» Rows

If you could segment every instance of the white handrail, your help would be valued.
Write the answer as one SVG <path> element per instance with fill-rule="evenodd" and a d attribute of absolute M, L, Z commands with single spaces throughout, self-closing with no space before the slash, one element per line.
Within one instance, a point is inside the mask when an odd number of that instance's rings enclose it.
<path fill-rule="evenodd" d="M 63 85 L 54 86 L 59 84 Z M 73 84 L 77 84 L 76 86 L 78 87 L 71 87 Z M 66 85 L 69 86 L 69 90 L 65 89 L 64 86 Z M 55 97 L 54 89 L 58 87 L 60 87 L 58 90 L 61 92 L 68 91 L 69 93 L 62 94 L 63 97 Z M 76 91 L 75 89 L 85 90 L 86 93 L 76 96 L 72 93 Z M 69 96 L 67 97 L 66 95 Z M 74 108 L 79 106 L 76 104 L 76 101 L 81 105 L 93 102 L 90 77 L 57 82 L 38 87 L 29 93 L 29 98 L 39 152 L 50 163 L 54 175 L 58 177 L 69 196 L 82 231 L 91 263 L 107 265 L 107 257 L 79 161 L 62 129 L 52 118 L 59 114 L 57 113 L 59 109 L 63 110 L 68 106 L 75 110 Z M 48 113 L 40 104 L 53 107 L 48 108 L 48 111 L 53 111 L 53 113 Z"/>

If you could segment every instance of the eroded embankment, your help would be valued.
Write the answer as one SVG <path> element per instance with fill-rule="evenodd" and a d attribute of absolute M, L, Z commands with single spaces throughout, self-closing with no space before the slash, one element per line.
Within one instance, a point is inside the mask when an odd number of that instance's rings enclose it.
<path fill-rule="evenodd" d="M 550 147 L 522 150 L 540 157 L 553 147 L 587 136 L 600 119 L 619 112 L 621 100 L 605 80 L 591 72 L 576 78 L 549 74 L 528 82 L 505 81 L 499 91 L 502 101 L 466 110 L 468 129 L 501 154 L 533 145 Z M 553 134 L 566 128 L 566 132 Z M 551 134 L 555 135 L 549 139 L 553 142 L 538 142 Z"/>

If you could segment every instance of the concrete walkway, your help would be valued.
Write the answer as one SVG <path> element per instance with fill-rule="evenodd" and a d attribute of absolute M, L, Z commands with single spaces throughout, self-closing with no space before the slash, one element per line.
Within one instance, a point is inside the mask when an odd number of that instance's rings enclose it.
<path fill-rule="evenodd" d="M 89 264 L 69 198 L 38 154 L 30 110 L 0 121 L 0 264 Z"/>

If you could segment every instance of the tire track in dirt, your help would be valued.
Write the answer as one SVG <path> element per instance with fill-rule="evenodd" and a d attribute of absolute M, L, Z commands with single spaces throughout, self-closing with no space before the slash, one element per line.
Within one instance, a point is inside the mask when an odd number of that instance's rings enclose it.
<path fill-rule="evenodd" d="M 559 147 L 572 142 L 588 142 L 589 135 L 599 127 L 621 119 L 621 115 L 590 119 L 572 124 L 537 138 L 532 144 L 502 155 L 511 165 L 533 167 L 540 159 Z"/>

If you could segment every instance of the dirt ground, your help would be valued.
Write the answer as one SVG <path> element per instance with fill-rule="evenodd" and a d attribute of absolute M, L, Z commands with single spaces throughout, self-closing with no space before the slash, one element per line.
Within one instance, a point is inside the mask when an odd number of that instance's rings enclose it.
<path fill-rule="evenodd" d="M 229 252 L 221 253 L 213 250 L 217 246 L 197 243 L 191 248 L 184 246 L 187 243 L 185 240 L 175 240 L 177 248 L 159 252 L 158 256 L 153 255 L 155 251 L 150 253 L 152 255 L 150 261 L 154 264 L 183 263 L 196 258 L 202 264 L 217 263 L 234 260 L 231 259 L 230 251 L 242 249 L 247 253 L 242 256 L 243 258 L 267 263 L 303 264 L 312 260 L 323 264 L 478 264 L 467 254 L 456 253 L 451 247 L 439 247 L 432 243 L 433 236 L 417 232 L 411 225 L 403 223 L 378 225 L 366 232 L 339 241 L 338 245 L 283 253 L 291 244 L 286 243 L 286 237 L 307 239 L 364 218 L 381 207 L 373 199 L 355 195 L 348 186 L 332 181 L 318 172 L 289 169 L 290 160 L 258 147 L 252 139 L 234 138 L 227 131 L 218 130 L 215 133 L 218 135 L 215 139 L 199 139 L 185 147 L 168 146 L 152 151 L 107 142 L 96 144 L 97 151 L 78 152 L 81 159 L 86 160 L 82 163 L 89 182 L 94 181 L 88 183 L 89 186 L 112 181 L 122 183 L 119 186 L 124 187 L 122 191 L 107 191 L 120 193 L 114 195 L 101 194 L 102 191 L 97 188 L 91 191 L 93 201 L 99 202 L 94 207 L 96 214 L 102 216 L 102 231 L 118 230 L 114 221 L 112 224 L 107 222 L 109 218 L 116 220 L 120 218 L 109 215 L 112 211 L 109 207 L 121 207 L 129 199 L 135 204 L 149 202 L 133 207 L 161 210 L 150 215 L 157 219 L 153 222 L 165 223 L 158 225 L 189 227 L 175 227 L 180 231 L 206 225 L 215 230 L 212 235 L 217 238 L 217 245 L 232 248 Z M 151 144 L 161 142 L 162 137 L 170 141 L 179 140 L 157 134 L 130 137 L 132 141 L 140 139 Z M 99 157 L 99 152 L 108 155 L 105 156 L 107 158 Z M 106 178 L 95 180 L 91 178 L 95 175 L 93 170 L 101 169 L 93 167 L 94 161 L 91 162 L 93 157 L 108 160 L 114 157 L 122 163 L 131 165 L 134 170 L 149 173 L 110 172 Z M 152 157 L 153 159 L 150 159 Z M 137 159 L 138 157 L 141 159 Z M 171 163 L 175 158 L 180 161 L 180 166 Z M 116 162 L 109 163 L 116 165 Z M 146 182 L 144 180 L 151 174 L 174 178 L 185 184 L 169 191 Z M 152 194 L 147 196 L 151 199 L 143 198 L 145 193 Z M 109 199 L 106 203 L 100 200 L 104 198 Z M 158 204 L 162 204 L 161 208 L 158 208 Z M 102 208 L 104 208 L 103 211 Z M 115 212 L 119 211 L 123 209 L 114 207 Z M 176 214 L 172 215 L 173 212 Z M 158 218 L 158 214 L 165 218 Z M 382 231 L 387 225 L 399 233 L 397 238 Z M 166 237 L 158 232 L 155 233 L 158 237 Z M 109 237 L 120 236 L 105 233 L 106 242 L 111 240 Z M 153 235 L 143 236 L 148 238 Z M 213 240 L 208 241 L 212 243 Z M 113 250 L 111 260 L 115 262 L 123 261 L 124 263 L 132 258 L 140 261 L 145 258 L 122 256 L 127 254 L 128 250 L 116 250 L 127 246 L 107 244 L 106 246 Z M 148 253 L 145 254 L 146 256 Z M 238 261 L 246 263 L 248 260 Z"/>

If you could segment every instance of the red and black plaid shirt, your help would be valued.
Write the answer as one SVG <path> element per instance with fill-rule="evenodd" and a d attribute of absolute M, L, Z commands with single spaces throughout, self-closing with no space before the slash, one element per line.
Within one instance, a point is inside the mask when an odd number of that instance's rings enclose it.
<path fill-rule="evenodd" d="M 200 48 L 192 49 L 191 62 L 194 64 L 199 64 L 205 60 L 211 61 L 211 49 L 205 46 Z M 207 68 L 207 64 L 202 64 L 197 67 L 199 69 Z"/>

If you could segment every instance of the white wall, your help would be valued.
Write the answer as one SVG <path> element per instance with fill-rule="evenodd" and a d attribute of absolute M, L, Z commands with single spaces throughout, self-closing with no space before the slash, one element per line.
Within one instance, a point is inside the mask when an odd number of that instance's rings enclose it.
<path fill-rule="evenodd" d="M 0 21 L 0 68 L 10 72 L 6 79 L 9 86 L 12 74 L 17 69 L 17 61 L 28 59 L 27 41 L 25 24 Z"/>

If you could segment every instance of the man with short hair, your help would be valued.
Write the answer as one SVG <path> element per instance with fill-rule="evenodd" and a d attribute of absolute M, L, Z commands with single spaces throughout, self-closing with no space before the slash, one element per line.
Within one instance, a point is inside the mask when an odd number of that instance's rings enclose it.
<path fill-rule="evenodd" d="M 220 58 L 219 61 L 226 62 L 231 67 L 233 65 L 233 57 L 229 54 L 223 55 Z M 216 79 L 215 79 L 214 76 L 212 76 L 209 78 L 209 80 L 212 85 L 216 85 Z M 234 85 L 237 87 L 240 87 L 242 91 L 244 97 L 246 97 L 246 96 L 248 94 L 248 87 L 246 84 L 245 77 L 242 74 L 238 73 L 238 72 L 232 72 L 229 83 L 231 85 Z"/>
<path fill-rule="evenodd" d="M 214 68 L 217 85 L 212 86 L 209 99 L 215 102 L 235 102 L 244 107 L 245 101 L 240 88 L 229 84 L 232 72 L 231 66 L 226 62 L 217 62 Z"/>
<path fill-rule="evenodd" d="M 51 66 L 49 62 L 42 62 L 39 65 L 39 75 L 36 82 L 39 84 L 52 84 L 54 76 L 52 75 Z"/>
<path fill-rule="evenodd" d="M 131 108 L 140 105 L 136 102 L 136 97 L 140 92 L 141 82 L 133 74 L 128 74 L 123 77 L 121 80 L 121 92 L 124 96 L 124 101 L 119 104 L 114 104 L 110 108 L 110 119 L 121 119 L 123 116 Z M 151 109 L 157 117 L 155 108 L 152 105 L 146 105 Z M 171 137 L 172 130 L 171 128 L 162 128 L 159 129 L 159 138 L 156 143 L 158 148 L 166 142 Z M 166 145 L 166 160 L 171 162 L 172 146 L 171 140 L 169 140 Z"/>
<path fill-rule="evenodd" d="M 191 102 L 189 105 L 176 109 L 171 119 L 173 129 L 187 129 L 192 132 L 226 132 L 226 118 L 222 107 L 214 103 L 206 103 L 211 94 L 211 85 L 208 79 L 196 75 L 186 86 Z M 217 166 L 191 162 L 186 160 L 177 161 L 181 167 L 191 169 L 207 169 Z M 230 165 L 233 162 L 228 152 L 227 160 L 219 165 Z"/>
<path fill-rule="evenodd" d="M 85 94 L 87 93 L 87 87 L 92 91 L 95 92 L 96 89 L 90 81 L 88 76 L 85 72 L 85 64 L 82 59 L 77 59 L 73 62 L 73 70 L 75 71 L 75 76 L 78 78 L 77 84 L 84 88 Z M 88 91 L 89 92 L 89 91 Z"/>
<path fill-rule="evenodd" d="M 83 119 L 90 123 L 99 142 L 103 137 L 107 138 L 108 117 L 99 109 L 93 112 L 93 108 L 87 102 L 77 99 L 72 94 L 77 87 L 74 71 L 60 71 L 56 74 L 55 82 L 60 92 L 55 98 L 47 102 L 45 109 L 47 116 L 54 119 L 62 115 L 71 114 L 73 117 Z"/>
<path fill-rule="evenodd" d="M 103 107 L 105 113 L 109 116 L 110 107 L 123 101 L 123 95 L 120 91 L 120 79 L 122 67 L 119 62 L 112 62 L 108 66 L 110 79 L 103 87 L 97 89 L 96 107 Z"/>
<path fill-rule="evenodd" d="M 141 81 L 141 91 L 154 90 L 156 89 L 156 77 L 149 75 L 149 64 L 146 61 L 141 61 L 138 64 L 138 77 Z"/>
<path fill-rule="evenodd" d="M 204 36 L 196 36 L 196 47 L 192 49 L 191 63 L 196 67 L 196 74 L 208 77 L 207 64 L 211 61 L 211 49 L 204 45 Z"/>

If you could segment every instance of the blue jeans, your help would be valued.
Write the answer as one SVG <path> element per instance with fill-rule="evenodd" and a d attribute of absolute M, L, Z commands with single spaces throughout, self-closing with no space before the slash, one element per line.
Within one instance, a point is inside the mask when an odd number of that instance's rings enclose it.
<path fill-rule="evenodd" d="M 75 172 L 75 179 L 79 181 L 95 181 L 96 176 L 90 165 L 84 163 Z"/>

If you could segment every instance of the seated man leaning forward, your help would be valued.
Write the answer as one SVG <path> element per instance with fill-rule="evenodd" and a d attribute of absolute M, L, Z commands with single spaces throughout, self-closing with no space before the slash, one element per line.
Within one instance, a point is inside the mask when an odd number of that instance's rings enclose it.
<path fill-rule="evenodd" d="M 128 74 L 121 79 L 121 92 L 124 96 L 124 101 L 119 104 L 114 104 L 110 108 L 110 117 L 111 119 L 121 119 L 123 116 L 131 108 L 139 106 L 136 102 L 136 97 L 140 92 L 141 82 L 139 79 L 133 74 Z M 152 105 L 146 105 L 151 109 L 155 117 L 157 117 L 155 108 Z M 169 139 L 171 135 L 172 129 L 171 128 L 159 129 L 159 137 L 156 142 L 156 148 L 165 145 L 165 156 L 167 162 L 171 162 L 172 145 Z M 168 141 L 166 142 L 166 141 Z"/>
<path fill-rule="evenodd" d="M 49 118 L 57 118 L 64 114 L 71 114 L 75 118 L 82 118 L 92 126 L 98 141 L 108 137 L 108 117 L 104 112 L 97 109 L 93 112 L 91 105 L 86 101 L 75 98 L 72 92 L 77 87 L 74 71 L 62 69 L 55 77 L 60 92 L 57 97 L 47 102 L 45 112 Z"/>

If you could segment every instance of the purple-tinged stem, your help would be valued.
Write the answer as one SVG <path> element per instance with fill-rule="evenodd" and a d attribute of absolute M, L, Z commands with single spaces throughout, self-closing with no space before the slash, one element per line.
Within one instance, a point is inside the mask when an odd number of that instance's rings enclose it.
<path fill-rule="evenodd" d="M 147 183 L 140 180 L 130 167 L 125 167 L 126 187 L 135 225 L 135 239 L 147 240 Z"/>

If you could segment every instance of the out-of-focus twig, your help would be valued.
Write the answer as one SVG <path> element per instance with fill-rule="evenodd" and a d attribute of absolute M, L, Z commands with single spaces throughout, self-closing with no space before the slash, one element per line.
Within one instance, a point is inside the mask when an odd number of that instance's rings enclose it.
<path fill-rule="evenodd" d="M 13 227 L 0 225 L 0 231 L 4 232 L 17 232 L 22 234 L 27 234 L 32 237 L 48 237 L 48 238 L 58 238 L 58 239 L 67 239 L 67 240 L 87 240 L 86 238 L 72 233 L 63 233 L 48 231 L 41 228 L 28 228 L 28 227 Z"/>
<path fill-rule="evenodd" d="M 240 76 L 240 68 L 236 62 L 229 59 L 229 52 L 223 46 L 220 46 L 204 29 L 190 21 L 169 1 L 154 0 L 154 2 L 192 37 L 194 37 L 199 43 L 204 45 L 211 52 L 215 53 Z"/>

» What is needed
Revise the material from the line containing "If you could segment every instance of the white wall, your" through the line containing "0 21 L 0 68", inclusive, so that "white wall" becomes "brick wall" and nothing else changes, and give back only those lines.

» Written response
If you could segment every instance of the brick wall, your help would be valued.
Write the answer as one SVG <path> element per instance with fill-rule="evenodd" and a d attribute of absolute M, L, Z commands with single spaces throughout, self-closing with no space before the slash, one element per line.
Within one instance, a point is inside the mask when an odd number of that instance's rings enclose it.
<path fill-rule="evenodd" d="M 0 21 L 0 68 L 10 72 L 6 79 L 9 86 L 12 74 L 17 69 L 17 61 L 28 59 L 27 41 L 25 24 Z"/>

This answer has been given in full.